<<<<
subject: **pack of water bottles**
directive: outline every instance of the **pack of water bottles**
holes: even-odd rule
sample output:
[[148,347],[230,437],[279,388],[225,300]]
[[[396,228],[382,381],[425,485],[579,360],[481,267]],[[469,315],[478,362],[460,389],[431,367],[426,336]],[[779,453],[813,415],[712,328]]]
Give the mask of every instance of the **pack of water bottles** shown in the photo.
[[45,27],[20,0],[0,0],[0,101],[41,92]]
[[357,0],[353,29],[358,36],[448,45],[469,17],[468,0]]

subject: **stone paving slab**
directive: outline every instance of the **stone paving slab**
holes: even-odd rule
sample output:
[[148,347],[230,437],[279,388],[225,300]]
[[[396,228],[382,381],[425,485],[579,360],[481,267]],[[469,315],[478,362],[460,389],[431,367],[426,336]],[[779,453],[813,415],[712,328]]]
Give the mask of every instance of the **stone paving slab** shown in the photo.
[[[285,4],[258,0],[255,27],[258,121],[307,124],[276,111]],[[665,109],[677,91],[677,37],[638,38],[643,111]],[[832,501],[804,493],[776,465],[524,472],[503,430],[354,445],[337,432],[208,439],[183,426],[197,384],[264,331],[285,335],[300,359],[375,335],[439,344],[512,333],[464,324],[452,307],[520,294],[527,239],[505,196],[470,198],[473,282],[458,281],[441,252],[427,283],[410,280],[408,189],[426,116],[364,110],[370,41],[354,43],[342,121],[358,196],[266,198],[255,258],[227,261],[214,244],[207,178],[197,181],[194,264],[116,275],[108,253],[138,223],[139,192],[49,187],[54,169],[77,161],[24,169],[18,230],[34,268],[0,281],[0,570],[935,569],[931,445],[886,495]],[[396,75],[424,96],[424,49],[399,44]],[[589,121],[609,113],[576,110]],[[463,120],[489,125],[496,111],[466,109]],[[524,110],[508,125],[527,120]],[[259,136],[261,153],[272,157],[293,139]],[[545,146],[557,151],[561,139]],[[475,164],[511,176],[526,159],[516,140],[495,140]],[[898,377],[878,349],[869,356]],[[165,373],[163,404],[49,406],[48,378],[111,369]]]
>>>>
What the task asks
Return every line of the items above verbatim, from the first item through the last.

Answer to this exercise
subject: **pack of water bottles**
directive: outline every instance of the **pack of water bottles**
holes: even-odd rule
sample output:
[[148,347],[230,437],[279,388],[225,300]]
[[[396,228],[382,381],[425,485],[579,360],[481,267]],[[469,315],[478,362],[460,389],[431,367],[426,336]],[[779,453],[813,415],[712,328]]]
Give the mask of every instance of the **pack of water bottles** shown in the photo.
[[45,27],[20,0],[0,0],[0,101],[41,92]]
[[357,0],[353,29],[358,36],[448,45],[469,17],[468,0]]

subject: **stone paving slab**
directive: outline every instance of the **stone paving slab**
holes: even-odd rule
sample output:
[[148,347],[230,437],[279,388],[225,300]]
[[[396,228],[382,381],[425,485],[579,360],[481,267]],[[469,315],[478,362],[460,389],[431,367],[426,336]],[[779,453],[813,415],[712,328]]]
Give the mask of every instance of the **stone paving slab** shown in the photo.
[[[285,4],[258,0],[255,27],[258,121],[307,124],[276,111]],[[665,109],[677,91],[677,37],[638,38],[643,111]],[[832,501],[804,493],[776,465],[524,472],[503,430],[354,445],[337,432],[208,439],[183,426],[197,384],[264,331],[285,335],[300,359],[375,335],[439,344],[512,333],[464,324],[452,307],[520,294],[527,239],[505,196],[470,198],[473,282],[458,281],[441,252],[427,283],[410,280],[408,189],[426,116],[364,110],[370,41],[354,43],[342,121],[358,196],[266,198],[255,258],[227,261],[214,244],[207,178],[197,181],[194,264],[116,275],[108,253],[138,223],[139,192],[49,187],[54,169],[77,161],[24,169],[18,230],[34,268],[0,281],[0,570],[935,569],[931,445],[886,495]],[[396,75],[424,96],[424,49],[399,44]],[[589,121],[609,113],[576,110]],[[463,120],[489,125],[496,111],[466,109]],[[524,110],[508,125],[527,120]],[[259,136],[261,153],[272,157],[293,139]],[[545,146],[557,151],[561,139]],[[475,164],[511,176],[526,159],[516,140],[495,140]],[[898,377],[878,349],[869,356]],[[165,373],[163,404],[49,406],[48,378],[111,369]]]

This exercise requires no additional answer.